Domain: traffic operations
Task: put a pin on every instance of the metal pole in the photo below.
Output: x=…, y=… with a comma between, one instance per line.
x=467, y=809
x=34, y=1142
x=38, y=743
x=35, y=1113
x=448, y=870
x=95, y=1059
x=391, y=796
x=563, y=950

******************************

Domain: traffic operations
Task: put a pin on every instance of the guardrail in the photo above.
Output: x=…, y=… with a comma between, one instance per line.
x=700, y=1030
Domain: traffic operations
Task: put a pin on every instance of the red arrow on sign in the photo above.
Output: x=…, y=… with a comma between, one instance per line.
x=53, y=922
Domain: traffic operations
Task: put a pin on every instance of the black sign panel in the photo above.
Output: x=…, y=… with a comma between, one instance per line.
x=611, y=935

******************************

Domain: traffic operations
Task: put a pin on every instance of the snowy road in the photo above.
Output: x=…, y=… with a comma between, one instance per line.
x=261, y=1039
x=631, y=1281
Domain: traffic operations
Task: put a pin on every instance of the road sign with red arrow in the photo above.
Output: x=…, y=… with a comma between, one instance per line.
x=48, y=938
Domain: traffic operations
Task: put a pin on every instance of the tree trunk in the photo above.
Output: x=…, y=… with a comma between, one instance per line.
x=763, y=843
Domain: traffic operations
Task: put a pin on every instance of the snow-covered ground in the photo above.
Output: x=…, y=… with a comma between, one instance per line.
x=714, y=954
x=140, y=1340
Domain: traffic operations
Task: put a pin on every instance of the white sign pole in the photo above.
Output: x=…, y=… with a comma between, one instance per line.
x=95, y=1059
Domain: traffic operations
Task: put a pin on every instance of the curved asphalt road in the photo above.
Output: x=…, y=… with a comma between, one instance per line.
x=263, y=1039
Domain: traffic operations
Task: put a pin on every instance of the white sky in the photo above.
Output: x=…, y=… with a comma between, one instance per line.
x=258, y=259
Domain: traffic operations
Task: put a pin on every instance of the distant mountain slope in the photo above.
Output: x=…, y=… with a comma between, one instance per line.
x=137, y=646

******************************

### WORK INSTRUCTIONS
Return every line of the material in which the word "Task" is found.

### EXERCISE ANSWER
Task: put a pin on every instance of the metal pole in the photo below.
Task: put a pin on every instance of the guardrail in the photo above.
Task: put a pin on every instance of the red arrow on sign in the photo above.
Task: put a pin on every instance of the black sign panel in the photo above.
Task: put a pin on every instance of the snowy road in the photo above.
Task: put a pin on every instance of the road sign with red arrow in the photo above.
Task: put a pin on every instance of the tree trunk in the photo above.
Task: put a pin on every instance of the snow-covered ground in the photo above.
Task: put a pin on every instance of the white sign pole in the photo above.
Task: put a pin on every instance of the curved asphalt road in the photo above.
Task: put a pin on every instance of the white sky in the photo above.
Task: put a pin on every instance of the distant mountain slope in the photo above.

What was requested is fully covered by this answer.